In full and without alteration, print the entries that follow.

Saved entries:
========================================

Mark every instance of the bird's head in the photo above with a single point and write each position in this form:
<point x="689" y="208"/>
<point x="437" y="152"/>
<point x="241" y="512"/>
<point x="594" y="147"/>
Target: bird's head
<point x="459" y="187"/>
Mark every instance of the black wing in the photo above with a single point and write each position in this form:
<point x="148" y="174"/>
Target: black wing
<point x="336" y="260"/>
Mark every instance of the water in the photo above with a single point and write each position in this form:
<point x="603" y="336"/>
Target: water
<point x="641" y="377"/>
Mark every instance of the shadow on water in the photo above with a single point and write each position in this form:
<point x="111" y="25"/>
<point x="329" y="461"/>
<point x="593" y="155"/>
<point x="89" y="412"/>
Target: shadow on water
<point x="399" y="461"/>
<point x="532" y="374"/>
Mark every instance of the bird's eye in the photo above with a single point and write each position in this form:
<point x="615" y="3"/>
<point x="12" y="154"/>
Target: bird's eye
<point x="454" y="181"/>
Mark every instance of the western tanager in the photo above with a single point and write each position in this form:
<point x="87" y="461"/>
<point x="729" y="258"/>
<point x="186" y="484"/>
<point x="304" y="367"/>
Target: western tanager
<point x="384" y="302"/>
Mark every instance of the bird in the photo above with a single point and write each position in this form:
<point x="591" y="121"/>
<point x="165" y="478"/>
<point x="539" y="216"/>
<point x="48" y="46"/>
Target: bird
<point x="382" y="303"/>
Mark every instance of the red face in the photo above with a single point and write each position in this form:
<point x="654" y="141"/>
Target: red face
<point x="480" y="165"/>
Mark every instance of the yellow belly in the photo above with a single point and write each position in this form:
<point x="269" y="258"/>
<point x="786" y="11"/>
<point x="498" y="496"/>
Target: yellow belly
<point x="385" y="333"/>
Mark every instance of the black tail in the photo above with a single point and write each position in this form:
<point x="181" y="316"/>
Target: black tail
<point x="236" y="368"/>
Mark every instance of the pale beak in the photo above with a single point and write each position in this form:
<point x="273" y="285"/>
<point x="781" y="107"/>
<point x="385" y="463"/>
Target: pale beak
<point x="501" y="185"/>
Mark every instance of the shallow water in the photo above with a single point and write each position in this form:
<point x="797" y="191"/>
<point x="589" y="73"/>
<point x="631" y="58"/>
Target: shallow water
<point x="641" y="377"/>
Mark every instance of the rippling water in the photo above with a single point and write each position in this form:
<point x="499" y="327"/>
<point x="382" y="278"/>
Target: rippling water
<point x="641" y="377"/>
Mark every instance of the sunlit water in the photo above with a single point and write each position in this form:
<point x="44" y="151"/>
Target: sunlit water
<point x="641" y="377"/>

========================================

• **THE ANSWER**:
Mark every instance of the bird's head in the photo above with a single point and write each position in this form:
<point x="689" y="208"/>
<point x="437" y="152"/>
<point x="241" y="512"/>
<point x="594" y="147"/>
Target: bird's head
<point x="459" y="187"/>
Mark every instance of the black wing in the photo above with a single point and write each position in this form:
<point x="148" y="174"/>
Target: black wing
<point x="336" y="260"/>
Mark every instance of the water in the photo above with a single point and write each position in this form:
<point x="603" y="336"/>
Target: water
<point x="641" y="377"/>
Mark every instance of the shadow on water in the photo above with a single point and write each position in this form:
<point x="111" y="25"/>
<point x="329" y="461"/>
<point x="593" y="155"/>
<point x="89" y="412"/>
Target: shadow on water
<point x="399" y="461"/>
<point x="532" y="374"/>
Mark every instance of the bird's eye in the photo above with a single point and write each position in this form:
<point x="615" y="3"/>
<point x="12" y="154"/>
Target: bird's eye
<point x="454" y="181"/>
Mark every instance of the western tanager in the photo above with a single point and write each position in this form:
<point x="87" y="461"/>
<point x="729" y="258"/>
<point x="186" y="484"/>
<point x="304" y="367"/>
Target: western tanager
<point x="384" y="302"/>
Mark every instance of the bird in the photo above with a single point and write each position in this form:
<point x="591" y="121"/>
<point x="165" y="478"/>
<point x="539" y="216"/>
<point x="48" y="46"/>
Target: bird
<point x="382" y="303"/>
Mark every instance of the red face in the photo above with a single point and write each position in this form:
<point x="654" y="141"/>
Target: red face
<point x="480" y="165"/>
Mark every instance of the yellow belly in the photo above with a single point and write each position in this form:
<point x="269" y="258"/>
<point x="786" y="11"/>
<point x="498" y="496"/>
Target: yellow belly
<point x="385" y="333"/>
Mark every instance of the black tail in the photo above with a single point and write each position in this form:
<point x="181" y="316"/>
Target: black tail
<point x="236" y="368"/>
Mark every instance of the pale beak in the photo above with a single point and write each position in this form:
<point x="273" y="285"/>
<point x="781" y="107"/>
<point x="385" y="463"/>
Target: pale beak
<point x="501" y="185"/>
Mark every instance of the shallow water in the photo above with a single point and write each position in this form:
<point x="797" y="191"/>
<point x="589" y="73"/>
<point x="631" y="58"/>
Target: shallow water
<point x="641" y="377"/>
Mark every instance of the rippling water in the photo above with a single point and write each position in this form:
<point x="499" y="327"/>
<point x="382" y="278"/>
Target: rippling water
<point x="641" y="377"/>
Mark every instance of the sunlit water in the photo above with a single point and write each position in this form:
<point x="44" y="151"/>
Target: sunlit water
<point x="641" y="377"/>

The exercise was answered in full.